§ **Texte à lire**:
· · ·

Ici-bas Pierre Guerci Éditions Gallimard Premier roman Janvier 2021 The Unamed Bookshelf

Dans Ici-bas, le narrateur raconte comment il a pris soin de son père comme d’un enfant pendant les derniers mois de sa vie, et comment il a vécu sa mort, au beau milieu d’une famille complètement dysfonctionnelle, ruinée de l’intérieur par la double vie de ce même père. Enfant de l’adultère, ayant vécu toute sa vie dans l’ombre de la famille légitime du patriarche, ce fils cadet dont nous ne connaissons pas le nom cherche à se raccrocher à ce qu’il lui reste de famille, en passant des moments privilégiés avec ce père qu’il a peu connu, ou en essayant de partager en vain sa peine avec son frère aîné. Rien d’autre ne semble exister dans sa vie que cette famille atypique : il a laissé de côté sa vie parisienne du jour au lendemain pour être au chevet de son géniteur, aucun ami compatissant ne fait son apparition dans ces moments pourtant difficiles. Alors il vit la perte de son père seul, essayant de comprendre la tristesse de sa mère, l’indifférence de son frère, la mesquinerie de ses demi-soeurs, tandis que la vie, toujours plus forte, le reprend dans son tourbillon.

· · ·

§ **Énoncé**: Rédigez la suite de la critique du roman Ici-bas en reprenant après sa dernière phrase.

(Enregistrements contenus dans un jeu de données)
· · ·

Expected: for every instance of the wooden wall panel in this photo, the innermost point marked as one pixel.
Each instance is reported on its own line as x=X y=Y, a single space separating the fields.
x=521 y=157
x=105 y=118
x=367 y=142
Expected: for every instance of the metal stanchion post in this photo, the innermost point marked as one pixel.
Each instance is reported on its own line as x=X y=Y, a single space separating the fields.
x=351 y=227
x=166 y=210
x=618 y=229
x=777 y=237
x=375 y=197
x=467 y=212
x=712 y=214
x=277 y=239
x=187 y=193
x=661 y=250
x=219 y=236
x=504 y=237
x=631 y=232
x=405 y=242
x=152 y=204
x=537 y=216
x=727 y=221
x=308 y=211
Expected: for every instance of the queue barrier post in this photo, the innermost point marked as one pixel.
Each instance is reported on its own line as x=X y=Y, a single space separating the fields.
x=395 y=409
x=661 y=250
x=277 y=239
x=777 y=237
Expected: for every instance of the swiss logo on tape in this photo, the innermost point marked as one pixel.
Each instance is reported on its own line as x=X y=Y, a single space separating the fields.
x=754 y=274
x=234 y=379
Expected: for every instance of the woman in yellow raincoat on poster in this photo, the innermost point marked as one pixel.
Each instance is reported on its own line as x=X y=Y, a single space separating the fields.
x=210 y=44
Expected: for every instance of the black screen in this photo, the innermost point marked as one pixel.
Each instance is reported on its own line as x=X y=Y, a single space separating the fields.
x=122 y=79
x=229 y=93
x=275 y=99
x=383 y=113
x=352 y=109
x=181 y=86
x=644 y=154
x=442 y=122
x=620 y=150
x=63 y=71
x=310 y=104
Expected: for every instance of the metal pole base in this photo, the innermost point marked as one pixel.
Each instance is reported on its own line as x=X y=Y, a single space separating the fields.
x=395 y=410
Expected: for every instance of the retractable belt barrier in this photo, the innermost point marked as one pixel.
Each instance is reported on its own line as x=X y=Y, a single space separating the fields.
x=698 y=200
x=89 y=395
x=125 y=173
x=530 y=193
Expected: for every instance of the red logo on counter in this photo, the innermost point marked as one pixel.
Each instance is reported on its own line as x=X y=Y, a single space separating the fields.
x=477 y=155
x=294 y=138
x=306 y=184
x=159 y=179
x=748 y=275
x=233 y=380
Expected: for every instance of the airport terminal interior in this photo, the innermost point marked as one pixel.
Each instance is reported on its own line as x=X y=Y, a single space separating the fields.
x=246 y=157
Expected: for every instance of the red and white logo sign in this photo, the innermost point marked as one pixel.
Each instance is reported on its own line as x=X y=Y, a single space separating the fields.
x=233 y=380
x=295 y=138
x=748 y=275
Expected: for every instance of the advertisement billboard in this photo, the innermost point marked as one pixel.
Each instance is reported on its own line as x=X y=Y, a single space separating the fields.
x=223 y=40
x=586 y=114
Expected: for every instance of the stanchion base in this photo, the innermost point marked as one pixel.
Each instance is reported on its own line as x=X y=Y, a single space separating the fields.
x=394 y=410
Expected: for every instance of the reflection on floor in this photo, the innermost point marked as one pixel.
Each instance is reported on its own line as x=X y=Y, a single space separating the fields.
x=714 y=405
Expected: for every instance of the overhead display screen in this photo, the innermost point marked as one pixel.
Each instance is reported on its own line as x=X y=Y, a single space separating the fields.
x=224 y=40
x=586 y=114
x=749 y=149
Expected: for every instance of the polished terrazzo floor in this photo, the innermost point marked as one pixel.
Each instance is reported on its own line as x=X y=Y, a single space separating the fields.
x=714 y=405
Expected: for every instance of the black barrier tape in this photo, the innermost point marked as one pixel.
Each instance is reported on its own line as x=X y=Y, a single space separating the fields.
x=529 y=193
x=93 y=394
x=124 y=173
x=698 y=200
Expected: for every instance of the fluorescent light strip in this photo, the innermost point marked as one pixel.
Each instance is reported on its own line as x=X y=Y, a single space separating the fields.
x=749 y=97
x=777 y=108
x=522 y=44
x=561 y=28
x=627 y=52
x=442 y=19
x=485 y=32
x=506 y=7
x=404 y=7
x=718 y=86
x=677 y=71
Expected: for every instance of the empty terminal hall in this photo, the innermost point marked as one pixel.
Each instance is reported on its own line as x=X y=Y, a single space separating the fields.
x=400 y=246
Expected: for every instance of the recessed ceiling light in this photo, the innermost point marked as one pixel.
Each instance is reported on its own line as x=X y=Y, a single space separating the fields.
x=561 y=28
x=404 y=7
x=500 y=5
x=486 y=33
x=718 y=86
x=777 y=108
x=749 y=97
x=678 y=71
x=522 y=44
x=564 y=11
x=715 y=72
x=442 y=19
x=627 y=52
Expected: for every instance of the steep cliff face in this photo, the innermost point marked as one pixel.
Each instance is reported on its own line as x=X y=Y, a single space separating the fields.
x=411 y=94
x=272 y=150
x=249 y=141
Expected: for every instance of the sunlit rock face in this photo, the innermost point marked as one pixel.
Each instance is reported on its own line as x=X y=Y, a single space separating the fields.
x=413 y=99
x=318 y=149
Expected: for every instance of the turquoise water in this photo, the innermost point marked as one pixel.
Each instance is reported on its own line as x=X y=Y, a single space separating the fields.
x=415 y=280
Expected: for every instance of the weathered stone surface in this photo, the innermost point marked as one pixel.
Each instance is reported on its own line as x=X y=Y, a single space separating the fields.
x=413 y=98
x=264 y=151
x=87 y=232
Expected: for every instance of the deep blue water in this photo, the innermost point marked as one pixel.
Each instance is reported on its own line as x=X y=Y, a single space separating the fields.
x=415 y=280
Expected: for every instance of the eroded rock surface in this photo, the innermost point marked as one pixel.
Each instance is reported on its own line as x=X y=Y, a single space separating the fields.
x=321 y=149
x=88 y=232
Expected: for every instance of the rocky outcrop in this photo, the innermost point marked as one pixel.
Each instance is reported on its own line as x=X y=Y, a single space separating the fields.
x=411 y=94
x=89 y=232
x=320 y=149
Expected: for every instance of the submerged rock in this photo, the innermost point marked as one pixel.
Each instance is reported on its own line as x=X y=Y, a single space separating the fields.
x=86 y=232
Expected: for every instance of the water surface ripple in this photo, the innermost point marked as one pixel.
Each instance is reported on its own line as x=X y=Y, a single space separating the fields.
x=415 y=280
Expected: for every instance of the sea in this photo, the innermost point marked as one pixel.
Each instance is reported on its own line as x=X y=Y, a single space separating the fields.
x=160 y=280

· · ·

§ **Zone de réponse**:
Ce qui m’a immédiatement frappée quand j’ai ouvert ce livre, c’est la qualité du style d’écriture, un style très littéraire où chaque mot est patiemment pesé, inséré juste à la bonne place, au bon moment, pour garantir la fluidité de la lecture et susciter les émotions du lecteur. J’ai d’abord été agréablement surprise du ton cynique, distancié employé par le narrateur pour décrire la maladie, employant l’humour pour se protéger de la réalité, utilisant les petites anecdotes décalées comme un moyen d’accepter la patiente décrépitude d’un parent adulé. On rit un petit peu, on s’attendrit beaucoup, on accompagne le narrateur dans ses hauts-le-coeur quand il faut aider le patriarche sur la chaise percée, mais globalement, on traverse ce moment difficile avec légerté.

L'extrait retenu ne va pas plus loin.